> **Records**
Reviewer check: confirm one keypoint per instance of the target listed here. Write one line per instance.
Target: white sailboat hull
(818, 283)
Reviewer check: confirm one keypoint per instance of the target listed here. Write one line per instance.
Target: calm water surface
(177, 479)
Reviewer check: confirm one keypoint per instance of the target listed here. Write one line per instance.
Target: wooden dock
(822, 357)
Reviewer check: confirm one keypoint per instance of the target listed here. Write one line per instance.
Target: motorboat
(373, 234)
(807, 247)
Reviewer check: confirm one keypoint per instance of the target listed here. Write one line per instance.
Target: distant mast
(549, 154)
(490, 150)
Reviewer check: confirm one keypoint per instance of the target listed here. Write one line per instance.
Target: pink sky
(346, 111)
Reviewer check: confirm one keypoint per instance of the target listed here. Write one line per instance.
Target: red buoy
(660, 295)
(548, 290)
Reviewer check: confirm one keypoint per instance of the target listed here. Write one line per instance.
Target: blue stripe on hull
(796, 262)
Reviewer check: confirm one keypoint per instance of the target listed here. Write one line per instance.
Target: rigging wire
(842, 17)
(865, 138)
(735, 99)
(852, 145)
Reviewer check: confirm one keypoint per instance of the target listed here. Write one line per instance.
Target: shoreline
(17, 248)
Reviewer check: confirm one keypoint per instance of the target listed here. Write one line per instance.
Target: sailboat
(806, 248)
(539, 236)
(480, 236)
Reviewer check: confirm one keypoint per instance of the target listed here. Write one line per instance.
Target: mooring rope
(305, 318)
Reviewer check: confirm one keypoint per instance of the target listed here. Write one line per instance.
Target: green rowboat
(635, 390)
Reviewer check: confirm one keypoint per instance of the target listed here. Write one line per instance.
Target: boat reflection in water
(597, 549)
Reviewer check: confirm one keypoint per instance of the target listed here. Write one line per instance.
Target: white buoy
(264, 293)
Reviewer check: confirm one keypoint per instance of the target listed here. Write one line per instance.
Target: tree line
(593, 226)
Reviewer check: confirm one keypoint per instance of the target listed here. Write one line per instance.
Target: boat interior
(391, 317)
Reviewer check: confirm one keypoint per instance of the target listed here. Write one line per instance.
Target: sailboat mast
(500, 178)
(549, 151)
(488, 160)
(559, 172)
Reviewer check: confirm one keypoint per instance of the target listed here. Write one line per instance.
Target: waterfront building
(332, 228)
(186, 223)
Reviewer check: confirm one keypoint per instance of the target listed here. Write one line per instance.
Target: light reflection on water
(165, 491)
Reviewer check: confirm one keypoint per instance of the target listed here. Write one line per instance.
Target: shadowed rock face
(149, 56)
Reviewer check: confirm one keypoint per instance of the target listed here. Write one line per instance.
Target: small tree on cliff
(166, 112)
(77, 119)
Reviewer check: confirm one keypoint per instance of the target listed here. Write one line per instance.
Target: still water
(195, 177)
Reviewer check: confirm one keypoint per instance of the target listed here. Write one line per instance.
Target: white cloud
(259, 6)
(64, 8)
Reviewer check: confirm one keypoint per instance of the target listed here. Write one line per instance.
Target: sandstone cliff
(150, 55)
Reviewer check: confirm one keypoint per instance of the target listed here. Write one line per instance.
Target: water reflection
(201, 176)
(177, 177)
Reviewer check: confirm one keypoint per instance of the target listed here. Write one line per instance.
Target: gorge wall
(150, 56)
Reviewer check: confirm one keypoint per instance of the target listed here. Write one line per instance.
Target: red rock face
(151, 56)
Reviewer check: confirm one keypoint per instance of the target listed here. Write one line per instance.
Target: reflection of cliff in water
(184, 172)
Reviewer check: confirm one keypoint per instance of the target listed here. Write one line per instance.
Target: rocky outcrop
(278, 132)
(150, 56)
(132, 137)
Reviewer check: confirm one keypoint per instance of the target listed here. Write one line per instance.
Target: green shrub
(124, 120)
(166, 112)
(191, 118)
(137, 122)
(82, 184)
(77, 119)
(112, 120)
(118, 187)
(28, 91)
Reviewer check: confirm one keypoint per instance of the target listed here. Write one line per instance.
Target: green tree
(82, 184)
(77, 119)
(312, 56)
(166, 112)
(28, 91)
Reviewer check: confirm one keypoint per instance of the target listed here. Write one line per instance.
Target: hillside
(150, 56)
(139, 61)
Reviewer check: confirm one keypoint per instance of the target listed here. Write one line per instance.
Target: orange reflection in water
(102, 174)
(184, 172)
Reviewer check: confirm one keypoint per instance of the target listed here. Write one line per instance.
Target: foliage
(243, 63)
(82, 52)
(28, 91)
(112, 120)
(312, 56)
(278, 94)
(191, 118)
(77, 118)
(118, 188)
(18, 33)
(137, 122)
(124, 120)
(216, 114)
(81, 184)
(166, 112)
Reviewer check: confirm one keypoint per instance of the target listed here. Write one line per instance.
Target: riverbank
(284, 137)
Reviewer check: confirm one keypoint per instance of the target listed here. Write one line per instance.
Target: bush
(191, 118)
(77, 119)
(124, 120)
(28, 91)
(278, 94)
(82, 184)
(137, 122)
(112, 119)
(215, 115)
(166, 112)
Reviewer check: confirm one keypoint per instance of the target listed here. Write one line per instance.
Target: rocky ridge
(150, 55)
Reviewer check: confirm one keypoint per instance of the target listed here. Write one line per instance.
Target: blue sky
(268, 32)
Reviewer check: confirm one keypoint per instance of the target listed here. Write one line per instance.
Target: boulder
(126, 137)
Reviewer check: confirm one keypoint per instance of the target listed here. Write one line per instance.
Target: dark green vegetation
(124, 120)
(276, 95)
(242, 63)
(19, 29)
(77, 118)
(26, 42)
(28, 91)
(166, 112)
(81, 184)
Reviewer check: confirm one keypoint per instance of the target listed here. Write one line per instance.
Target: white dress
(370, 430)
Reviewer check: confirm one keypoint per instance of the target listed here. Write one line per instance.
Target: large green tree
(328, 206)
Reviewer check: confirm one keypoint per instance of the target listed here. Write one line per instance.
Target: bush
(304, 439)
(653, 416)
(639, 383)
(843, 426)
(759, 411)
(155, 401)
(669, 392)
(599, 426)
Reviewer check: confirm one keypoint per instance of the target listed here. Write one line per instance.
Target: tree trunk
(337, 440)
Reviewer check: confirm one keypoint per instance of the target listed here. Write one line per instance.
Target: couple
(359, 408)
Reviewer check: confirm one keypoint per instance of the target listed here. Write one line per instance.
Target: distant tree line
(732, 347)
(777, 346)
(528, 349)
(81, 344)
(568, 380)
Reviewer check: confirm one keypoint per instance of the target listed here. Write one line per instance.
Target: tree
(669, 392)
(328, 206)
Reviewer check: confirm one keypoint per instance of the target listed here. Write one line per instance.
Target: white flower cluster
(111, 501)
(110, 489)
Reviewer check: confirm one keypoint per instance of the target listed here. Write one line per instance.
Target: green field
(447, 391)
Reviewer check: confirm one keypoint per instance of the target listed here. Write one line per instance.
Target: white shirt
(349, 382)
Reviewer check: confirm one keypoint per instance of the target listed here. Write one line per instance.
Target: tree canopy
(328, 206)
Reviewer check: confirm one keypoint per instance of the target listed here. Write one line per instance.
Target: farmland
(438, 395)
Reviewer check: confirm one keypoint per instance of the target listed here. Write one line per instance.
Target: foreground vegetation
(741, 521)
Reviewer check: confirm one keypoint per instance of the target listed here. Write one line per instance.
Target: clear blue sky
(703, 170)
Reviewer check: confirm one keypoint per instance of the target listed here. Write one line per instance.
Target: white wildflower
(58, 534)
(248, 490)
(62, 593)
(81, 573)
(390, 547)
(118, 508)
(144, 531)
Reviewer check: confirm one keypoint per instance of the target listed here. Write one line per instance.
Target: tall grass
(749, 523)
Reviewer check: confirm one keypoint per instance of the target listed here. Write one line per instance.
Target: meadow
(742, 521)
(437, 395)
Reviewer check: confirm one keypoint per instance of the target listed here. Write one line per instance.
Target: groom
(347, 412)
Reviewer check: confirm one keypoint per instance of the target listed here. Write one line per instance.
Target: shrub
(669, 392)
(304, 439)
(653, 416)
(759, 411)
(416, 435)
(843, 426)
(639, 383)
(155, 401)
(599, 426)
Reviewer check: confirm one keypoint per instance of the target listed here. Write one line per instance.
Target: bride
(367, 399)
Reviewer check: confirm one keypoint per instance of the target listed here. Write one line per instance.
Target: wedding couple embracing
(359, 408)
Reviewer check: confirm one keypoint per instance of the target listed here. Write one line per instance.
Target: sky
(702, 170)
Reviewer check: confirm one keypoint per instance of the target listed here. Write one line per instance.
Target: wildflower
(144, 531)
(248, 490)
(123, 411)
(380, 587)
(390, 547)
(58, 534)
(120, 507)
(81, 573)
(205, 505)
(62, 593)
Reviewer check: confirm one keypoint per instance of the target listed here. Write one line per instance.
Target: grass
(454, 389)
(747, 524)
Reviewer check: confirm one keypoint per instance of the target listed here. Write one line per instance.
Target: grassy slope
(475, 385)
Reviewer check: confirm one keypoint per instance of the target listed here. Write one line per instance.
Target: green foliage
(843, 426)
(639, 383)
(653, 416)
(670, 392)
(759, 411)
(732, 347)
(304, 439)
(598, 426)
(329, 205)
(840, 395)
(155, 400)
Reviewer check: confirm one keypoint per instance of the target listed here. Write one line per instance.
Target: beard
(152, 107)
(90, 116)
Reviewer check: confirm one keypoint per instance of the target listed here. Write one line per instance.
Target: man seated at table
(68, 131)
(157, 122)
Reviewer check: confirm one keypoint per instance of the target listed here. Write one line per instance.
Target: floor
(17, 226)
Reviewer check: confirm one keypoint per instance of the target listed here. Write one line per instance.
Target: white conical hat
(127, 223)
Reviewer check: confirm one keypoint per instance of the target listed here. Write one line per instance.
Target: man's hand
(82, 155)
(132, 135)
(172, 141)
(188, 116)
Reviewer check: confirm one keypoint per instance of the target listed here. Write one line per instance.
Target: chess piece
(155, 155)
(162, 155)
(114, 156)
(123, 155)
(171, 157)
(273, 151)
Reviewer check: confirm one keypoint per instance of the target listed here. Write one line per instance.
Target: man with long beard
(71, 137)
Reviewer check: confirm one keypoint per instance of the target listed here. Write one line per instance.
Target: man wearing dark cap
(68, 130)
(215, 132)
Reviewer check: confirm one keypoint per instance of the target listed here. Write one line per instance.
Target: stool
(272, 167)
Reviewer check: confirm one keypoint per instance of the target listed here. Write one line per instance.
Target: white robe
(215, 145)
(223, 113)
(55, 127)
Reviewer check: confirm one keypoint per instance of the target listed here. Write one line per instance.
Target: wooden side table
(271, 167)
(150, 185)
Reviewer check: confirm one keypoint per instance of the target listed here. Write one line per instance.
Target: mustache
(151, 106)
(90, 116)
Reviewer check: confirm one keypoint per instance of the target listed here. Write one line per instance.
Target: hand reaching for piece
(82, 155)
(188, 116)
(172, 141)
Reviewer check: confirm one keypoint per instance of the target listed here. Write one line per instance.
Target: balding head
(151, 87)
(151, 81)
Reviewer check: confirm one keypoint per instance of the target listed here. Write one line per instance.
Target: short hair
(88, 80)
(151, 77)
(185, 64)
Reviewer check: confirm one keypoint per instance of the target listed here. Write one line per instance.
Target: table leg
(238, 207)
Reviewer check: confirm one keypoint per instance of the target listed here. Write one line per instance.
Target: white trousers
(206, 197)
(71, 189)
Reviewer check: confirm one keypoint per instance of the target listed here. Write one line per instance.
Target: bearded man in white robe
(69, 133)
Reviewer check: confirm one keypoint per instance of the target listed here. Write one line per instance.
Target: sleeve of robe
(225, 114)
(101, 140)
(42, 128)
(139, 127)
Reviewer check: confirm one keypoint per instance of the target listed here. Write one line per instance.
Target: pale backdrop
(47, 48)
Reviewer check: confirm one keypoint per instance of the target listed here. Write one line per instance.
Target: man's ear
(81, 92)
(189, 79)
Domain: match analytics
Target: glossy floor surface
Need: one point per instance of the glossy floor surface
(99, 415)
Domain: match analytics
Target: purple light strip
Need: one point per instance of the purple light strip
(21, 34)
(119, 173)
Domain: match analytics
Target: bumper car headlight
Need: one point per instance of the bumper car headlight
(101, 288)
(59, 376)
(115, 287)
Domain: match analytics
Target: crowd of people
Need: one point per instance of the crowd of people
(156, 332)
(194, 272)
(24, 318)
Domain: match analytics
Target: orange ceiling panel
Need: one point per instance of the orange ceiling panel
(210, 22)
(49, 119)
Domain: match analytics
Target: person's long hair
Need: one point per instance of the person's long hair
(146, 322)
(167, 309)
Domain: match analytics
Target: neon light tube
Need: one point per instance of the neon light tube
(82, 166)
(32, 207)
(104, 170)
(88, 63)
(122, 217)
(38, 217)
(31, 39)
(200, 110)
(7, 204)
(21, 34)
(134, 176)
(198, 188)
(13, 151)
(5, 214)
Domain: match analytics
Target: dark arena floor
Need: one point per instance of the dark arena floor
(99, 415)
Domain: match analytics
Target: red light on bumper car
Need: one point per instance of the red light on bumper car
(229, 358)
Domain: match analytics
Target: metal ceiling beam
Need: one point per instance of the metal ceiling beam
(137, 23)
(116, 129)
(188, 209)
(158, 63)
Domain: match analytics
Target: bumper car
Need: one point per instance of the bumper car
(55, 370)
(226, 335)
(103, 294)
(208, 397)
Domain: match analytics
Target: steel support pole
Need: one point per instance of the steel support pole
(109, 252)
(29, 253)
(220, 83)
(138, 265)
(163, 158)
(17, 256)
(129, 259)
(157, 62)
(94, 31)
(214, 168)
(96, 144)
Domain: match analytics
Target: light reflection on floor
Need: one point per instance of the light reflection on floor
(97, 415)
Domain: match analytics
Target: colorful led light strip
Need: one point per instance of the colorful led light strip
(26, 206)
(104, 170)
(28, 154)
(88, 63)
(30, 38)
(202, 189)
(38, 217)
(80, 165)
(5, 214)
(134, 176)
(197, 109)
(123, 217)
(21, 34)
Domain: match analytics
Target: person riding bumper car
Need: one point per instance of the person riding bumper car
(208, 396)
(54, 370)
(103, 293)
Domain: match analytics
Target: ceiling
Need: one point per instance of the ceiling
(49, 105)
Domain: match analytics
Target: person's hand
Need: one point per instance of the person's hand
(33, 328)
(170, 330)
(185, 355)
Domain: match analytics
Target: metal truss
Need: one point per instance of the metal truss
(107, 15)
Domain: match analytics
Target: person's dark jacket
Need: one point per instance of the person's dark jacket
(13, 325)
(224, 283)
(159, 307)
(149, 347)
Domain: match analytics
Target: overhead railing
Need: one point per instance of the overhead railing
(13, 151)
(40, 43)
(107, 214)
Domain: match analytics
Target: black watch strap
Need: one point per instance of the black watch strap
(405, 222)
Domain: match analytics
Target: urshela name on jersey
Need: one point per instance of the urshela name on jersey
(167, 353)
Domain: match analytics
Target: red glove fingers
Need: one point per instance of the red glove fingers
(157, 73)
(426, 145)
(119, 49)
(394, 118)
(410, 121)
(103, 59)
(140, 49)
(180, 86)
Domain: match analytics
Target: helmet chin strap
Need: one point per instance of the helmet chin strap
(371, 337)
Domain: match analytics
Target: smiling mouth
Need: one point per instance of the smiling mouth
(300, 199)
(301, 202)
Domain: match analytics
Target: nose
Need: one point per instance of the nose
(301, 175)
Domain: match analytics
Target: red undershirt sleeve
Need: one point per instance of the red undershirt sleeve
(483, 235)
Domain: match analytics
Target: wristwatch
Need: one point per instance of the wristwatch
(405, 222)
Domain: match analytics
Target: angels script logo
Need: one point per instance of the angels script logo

> **What you are asked to do**
In the entries above, how many lines include the word "angels"? Give only that number.

> **Response area**
2